● 任务要求: 续写讲MySQL直方图测试的那段文字,紧接其最后一行往下写。

● 给定文段:
但是这个值如果不够大的话,也会导致采样比例过低,数据统计不准确。

直方图测试

  1. # 数据及查询条件说明

  2. mysql> select city.name, countrylanguage.language from city join countrylanguage using(countrycode) where population>10000000;

  3. +-----------------+-----------+

  4. | name | language |

  5. +-----------------+-----------+

  6. | Mumbai (Bombay) | Asami |

  7. | Mumbai (Bombay) | Bengali |

  8. | Mumbai (Bombay) | Gujarati |

  9. | Mumbai (Bombay) | Hindi |

  10. | Mumbai (Bombay) | Kannada |

  11. | Mumbai (Bombay) | Malajalam |

  12. | Mumbai (Bombay) | Marathi |

  13. | Mumbai (Bombay) | Orija |

  14. | Mumbai (Bombay) | Punjabi |

  15. | Mumbai (Bombay) | Tamil |

  16. | Mumbai (Bombay) | Telugu |

  17. | Mumbai (Bombay) | Urdu |

  18. +-----------------+-----------+

  19. 12 rows in set (0.04 sec)


  20. mysql> show create table city\G

  21. *************************** 1. row ***************************

  22. Table: city

  23. Create Table: CREATE TABLE `city` (

  24. `ID` int NOT NULL AUTO_INCREMENT,

  25. `Name` char(35) NOT NULL DEFAULT '',

  26. `CountryCode` char(3) NOT NULL DEFAULT '',

  27. `District` char(20) NOT NULL DEFAULT '',

  28. `Population` int NOT NULL DEFAULT '0',

  29. PRIMARY KEY (`ID`),

  30. KEY `CountryCode` (`CountryCode`),

  31. CONSTRAINT `city_ibfk_1` FOREIGN KEY (`CountryCode`) REFERENCES `country` (`Code`)

  32. ) ENGINE=InnoDB AUTO_INCREMENT=4080 DEFAULT CHARSET=latin1

  33. 1 row in set (0.00 sec)

● 所给信息:

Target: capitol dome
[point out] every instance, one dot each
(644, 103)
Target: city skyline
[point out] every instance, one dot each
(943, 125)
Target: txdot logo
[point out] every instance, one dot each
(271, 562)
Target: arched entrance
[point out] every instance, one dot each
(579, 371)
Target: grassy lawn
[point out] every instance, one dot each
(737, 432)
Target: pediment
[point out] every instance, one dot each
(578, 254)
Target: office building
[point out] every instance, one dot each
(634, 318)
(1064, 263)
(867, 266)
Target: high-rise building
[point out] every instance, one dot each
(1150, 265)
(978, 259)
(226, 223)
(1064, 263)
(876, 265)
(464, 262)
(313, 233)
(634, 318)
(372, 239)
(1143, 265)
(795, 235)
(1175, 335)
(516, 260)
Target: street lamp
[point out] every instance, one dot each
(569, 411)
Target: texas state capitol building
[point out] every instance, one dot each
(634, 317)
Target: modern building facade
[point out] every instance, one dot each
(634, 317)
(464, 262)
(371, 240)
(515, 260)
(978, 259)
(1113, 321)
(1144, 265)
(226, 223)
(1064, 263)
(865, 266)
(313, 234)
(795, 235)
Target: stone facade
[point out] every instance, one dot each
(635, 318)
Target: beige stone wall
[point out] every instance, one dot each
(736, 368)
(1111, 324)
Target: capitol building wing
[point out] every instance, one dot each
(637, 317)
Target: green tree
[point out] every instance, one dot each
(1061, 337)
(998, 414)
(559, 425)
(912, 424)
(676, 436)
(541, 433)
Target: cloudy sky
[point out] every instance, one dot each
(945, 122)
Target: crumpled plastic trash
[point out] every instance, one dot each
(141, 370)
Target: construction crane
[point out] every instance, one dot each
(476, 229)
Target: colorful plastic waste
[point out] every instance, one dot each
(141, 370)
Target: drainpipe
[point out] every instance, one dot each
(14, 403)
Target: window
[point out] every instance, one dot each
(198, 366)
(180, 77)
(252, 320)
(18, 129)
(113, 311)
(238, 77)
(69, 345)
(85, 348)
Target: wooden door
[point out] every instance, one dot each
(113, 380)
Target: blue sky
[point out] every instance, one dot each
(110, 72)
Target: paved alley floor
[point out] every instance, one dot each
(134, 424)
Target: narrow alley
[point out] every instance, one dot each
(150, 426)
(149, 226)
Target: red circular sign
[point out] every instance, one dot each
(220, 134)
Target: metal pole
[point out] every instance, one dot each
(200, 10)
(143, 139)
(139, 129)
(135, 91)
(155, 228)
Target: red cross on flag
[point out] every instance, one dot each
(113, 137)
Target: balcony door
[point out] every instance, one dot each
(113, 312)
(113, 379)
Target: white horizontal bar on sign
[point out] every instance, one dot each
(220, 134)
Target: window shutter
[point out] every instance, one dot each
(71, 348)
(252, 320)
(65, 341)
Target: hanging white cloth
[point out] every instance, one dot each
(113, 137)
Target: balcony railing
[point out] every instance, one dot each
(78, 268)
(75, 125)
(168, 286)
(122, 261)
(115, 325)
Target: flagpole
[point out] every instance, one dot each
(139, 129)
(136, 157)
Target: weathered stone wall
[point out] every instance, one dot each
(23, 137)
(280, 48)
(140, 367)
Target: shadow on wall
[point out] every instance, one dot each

● 任务结果:
  34. mysql> show create table countrylanguage\G

  35. *************************** 1. row ***************************

  36. Table: countrylanguage

  37. Create Table: CREATE TABLE `countrylanguage` (

  38. `CountryCode` char(3) NOT NULL DEFAULT '',

  39. `Language` char(30) NOT NULL DEFAULT '',

  40. `IsOfficial` enum('T','F') NOT NULL DEFAULT 'F',

  41. `Percentage` float(4,1) NOT NULL DEFAULT '0.0',

  42. PRIMARY KEY (`CountryCode`,`Language`),

  43. KEY `CountryCode` (`CountryCode`),

  44. CONSTRAINT `countryLanguage_ibfk_1` FOREIGN KEY (`CountryCode`) REFERENCES `country` (`Code`)

  45. ) ENGINE=InnoDB DEFAULT CHARSET=latin1

  46. 1 row in set (0.00 sec)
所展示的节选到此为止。